* **MATERIAL FOR THIS EXERCISE**
=== Begin Enclosure ===
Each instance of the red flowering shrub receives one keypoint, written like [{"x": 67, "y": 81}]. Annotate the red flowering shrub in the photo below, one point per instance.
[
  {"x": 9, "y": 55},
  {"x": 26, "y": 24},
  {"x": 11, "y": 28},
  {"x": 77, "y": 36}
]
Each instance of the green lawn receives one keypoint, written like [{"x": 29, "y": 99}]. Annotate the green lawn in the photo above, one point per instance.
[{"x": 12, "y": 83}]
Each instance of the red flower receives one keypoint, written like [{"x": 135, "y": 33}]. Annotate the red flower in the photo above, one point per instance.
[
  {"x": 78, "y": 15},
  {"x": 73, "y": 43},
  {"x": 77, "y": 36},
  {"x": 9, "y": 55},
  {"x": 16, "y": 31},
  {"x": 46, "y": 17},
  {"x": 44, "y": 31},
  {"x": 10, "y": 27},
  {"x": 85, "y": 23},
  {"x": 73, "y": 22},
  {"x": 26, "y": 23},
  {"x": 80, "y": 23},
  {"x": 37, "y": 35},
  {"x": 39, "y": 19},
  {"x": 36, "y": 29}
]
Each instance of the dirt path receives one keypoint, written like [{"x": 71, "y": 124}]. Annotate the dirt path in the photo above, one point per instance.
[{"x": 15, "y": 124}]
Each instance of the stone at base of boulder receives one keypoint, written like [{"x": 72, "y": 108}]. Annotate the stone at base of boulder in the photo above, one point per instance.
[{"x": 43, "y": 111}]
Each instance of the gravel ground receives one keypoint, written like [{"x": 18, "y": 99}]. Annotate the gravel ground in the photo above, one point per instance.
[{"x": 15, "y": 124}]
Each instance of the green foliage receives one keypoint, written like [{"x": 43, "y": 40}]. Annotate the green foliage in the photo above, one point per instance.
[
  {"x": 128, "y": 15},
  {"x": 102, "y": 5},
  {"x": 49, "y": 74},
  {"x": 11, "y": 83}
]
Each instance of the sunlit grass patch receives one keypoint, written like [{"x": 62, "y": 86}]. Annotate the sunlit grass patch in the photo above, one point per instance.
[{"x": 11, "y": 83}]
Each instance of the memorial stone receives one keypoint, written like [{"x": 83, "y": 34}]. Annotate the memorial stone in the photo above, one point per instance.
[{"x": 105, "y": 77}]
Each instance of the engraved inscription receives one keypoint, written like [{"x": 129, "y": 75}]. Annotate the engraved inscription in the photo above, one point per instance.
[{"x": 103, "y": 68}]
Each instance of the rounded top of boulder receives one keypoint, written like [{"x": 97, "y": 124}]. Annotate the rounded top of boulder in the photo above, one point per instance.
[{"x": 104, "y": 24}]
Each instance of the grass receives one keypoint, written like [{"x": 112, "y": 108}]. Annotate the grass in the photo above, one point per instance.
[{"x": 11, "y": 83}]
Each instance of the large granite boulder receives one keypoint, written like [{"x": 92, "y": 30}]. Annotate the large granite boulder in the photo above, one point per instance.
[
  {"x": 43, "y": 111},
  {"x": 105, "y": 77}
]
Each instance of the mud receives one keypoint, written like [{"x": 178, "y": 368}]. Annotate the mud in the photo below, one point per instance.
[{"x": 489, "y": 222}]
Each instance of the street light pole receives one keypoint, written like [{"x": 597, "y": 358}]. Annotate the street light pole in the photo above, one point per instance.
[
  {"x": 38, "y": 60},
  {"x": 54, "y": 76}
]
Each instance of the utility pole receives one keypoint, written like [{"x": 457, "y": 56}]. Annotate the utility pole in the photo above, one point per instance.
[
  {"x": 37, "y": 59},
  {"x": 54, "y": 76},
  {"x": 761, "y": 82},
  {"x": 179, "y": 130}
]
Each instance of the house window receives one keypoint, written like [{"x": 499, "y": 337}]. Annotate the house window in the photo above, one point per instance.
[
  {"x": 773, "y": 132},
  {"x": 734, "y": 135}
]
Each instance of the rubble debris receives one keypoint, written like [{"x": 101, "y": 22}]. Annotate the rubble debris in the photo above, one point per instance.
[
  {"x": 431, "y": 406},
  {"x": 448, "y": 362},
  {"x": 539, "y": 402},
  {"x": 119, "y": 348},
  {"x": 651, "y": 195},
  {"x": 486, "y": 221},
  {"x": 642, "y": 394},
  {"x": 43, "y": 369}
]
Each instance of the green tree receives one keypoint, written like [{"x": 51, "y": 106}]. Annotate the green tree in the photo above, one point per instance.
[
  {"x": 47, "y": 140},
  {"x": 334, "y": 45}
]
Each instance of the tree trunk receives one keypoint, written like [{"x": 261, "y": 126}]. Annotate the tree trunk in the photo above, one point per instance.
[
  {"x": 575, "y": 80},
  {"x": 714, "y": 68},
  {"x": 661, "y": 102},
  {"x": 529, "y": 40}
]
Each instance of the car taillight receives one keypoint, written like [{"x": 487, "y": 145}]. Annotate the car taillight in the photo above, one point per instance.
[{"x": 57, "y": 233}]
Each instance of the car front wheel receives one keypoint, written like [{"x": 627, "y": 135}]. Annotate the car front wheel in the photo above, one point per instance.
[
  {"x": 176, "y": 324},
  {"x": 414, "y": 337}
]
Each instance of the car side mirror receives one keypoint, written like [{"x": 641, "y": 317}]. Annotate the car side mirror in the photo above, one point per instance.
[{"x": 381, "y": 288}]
=== End Enclosure ===
* **WHAT THE TASK REQUIRES**
Line by line, reproduce the material exactly.

* **ANSWER TO THIS PROBLEM**
Each instance of the red flowering shrub receives one keypoint, written like [{"x": 67, "y": 81}]. Annotate the red flowering shrub in the photo below, one point per instance.
[
  {"x": 9, "y": 55},
  {"x": 26, "y": 24},
  {"x": 11, "y": 28},
  {"x": 77, "y": 36}
]
Each instance of the green lawn receives one keypoint, written like [{"x": 29, "y": 99}]. Annotate the green lawn in the photo above, one point per instance.
[{"x": 12, "y": 83}]
Each instance of the red flower receives one keypoint, written like [{"x": 135, "y": 33}]. Annotate the red flower in the photo above, one point per instance.
[
  {"x": 78, "y": 15},
  {"x": 73, "y": 43},
  {"x": 77, "y": 36},
  {"x": 9, "y": 55},
  {"x": 16, "y": 31},
  {"x": 46, "y": 17},
  {"x": 44, "y": 31},
  {"x": 10, "y": 27},
  {"x": 85, "y": 23},
  {"x": 73, "y": 22},
  {"x": 26, "y": 23},
  {"x": 80, "y": 23},
  {"x": 37, "y": 35},
  {"x": 39, "y": 19},
  {"x": 36, "y": 29}
]
Each instance of the dirt path receives one keypoint, written like [{"x": 71, "y": 124}]. Annotate the dirt path in the photo above, one point per instance.
[{"x": 15, "y": 124}]
Each instance of the stone at base of boulder receives one keypoint, written like [{"x": 72, "y": 108}]. Annotate the stone at base of boulder in the photo above, one point per instance.
[{"x": 43, "y": 111}]
Each instance of the gravel ground receives one keypoint, written like [{"x": 18, "y": 99}]. Annotate the gravel ground in the photo above, one point per instance.
[{"x": 15, "y": 124}]
Each instance of the green foliage receives one keypoint, written like [{"x": 43, "y": 40}]. Annotate the green foliage in the photo above, one point per instance.
[
  {"x": 128, "y": 15},
  {"x": 102, "y": 5},
  {"x": 49, "y": 74},
  {"x": 11, "y": 83}
]
Each instance of the sunlit grass patch receives one keypoint, written like [{"x": 62, "y": 86}]. Annotate the sunlit grass patch in the photo above, one point per instance.
[{"x": 11, "y": 83}]
Each instance of the memorial stone receives one keypoint, written like [{"x": 83, "y": 34}]. Annotate the memorial stone in the photo above, one point per instance.
[{"x": 105, "y": 77}]
Each instance of the engraved inscription receives one keypoint, written like [{"x": 129, "y": 75}]. Annotate the engraved inscription in the photo above, one point per instance.
[{"x": 103, "y": 68}]
Each instance of the rounded top of boulder receives one keypoint, written like [{"x": 97, "y": 124}]. Annotate the rounded top of boulder in the photo above, one point per instance.
[{"x": 104, "y": 24}]
Each instance of the grass receives one keypoint, written like [{"x": 112, "y": 108}]. Annotate the grass in the photo above, one point per instance.
[{"x": 11, "y": 83}]
Each instance of the large granite boulder receives one keypoint, written like [{"x": 92, "y": 30}]. Annotate the large granite boulder in the photo above, one point per instance.
[
  {"x": 43, "y": 111},
  {"x": 105, "y": 77}
]
Each instance of the mud receives one keypoint, written like [{"x": 178, "y": 368}]. Annotate the mud in the photo below, one point per instance.
[{"x": 489, "y": 222}]
Each instance of the street light pole receives one keypoint, written like [{"x": 597, "y": 358}]. Annotate the street light pole in the photo above, one point per instance.
[
  {"x": 38, "y": 60},
  {"x": 54, "y": 76}
]
Each instance of the utility pole receives one keypoint, written like [{"x": 457, "y": 56}]. Annotate the utility pole in the photo above, one point per instance.
[
  {"x": 37, "y": 59},
  {"x": 54, "y": 76},
  {"x": 761, "y": 82},
  {"x": 179, "y": 130}
]
Each instance of the house window receives one keypoint, written like [{"x": 499, "y": 337}]. Annotate the house window in the photo above, one point per instance.
[
  {"x": 773, "y": 132},
  {"x": 734, "y": 135}
]
Each instance of the rubble debris receives one keypoint, written like [{"x": 101, "y": 22}]. Annotate the rubble debris in the photo above, one point per instance.
[
  {"x": 431, "y": 406},
  {"x": 448, "y": 362},
  {"x": 539, "y": 402},
  {"x": 119, "y": 348},
  {"x": 651, "y": 195},
  {"x": 486, "y": 221},
  {"x": 642, "y": 394},
  {"x": 43, "y": 369}
]
Each instance of the green tree receives one keypoint, written like [{"x": 51, "y": 106}]. Annotate the green tree in the photo above, one point per instance.
[
  {"x": 47, "y": 140},
  {"x": 334, "y": 45}
]
Each instance of the tree trunk receives one keypoint, written like [{"x": 261, "y": 126}]. Annotate the tree trunk in the photo above, one point per instance.
[
  {"x": 575, "y": 80},
  {"x": 714, "y": 68},
  {"x": 661, "y": 102},
  {"x": 529, "y": 40}
]
Each instance of the car taillight receives one keypoint, written like [{"x": 487, "y": 145}]. Annotate the car taillight in the photo above, one point per instance.
[{"x": 57, "y": 233}]
Each instance of the car front wheel receives one keypoint, written like [{"x": 627, "y": 135}]. Annotate the car front wheel in the photo above, one point per instance.
[
  {"x": 176, "y": 324},
  {"x": 414, "y": 337}
]
Each instance of the car side mirror receives one keypoint, written like [{"x": 641, "y": 317}]. Annotate the car side mirror in the photo above, one point per instance.
[{"x": 381, "y": 288}]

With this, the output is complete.